阅读节选:
虽然我们上述代码中做了一些与SqlQuery不相关的一些事，但这都是在下面的知识点中会用到的。一是给大家一个眼熟，那么下面讲起来就不会陌生了；二是我下面不想写那么多遍，所以就开头写，这时候大家注意力还是很集中的。

因为这是Sql网格的第一个知识点，我分条目来讲

1.3.1 Sql语句

Ignite的SQL网格完全支持所有SQL和DML命令，包括SELECT、UPDATE、INSERT、MERGE和DELETE查询。

具体的Sql语法已经超出了本命题的范畴，我们直接进入下一个知识点

1.3.2 SqlQuery

我们通过Sql语句作为参数，构造了一个SqlQuery对象，它是Query抽象类的一个实现，我们之后会将的SqlFieldQuery也是Query的实现之一。该类并没有特别的注释，我这里只讲一下它的数据结构，接下来再讲IgniteCache.query(Query q)该方法。

public final class SqlQuery<K, V> extends Query<Cache.Entry<K, V>> {
	...
    public SqlQuery(String type, String sql) {
        setType(type);
        setSql(sql);
    }
    public SqlQuery(Class<?> type, String sql) {
        setType(type);
        setSql(sql);
    }
    ....
}

截取的这段代码是SqlQuery的源码的声明，该类有两个参数化的类型。

任务目标: 从上面这篇关于Ignite SqlQuery的节选的最后一句之后续写。 下列条目出自另一来源，与这篇关于Ignite SqlQuery的节选无关。

所示数据:
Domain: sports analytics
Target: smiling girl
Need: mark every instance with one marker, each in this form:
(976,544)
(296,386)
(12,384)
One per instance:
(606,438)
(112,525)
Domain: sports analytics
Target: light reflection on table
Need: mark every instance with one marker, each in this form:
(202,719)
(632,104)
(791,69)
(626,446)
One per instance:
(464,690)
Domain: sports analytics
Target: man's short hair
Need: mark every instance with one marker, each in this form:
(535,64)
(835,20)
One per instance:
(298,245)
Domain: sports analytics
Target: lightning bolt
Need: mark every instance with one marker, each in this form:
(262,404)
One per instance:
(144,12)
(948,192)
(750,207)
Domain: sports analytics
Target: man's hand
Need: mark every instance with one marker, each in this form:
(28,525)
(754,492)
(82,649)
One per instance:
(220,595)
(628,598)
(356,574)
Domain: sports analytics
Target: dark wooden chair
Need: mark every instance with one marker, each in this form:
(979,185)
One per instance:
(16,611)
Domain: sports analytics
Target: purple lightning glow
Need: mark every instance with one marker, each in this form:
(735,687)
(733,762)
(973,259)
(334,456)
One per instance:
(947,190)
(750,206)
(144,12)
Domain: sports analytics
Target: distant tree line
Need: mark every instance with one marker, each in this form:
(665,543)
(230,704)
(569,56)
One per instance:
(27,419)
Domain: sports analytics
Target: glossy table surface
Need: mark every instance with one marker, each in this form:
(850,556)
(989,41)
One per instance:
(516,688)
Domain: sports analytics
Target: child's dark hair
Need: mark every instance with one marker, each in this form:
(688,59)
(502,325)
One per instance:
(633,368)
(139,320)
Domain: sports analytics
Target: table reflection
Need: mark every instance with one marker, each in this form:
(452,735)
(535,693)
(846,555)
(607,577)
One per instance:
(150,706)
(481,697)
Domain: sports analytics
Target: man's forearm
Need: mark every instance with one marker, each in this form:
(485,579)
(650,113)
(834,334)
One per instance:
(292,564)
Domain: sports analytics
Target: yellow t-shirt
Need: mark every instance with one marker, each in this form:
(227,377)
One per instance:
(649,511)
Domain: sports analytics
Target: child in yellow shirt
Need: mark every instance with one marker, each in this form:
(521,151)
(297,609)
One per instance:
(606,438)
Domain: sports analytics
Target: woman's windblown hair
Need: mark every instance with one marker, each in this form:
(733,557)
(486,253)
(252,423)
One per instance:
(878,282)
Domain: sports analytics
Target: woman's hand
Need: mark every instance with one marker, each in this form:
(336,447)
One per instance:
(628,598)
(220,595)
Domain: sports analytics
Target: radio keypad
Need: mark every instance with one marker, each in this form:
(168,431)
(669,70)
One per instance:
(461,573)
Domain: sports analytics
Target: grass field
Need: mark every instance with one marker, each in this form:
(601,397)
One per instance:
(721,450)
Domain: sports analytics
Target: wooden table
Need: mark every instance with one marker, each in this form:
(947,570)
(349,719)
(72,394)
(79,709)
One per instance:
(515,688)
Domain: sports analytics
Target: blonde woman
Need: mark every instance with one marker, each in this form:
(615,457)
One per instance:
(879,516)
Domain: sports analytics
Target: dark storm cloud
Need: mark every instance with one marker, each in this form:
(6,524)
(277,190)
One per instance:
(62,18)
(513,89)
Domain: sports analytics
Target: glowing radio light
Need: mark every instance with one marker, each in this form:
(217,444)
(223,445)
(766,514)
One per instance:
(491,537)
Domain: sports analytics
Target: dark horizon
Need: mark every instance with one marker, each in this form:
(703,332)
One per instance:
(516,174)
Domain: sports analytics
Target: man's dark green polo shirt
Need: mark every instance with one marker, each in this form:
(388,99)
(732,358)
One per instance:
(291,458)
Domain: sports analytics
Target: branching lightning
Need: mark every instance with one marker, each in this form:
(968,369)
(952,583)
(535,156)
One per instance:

任务结果:
方法	参数	介绍
SqlQuery	String type：表示我们所获取的结果的类型, String sql：这即是我们会执行的SQL语句)	这两个重载方法只是看用户偏好，当然还是传递字符串比较好，其实Ignite也是以String格式来存储它为SqlQuery的type字段，所以还是直接传递类名吧
SqlQuery	(Class<?> type：表示我们所获取的结果的类型，但不是String字符串，而是class实例, String sql)	看上面

1.3.3 IgniteCache#query(Query< R > qry)

    @SuppressWarnings("unchecked")
    @Override public <R> QueryCursor<R> query(Query<R> qry) {
        A.notNull(qry, "qry");

        GridCacheGateway<K, V> gate = this.gate;

        CacheOperationContext prev = onEnter(gate, opCtx);

        try {
            ctx.checkSecurity(SecurityPermission.CACHE_READ);

            validate(qry);

            convertToBinary(qry);

            CacheOperationContext opCtxCall = ctx.operationContextPerCall();

            boolean keepBinary = opCtxCall != null && opCtxCall.isKeepBinary();

            if (qry instanceof ContinuousQuery)
                return (QueryCursor<R>)queryContinuous((ContinuousQuery<K, V>)qry, qry.isLocal(), keepBinary);

            if (qry instanceof SqlQuery)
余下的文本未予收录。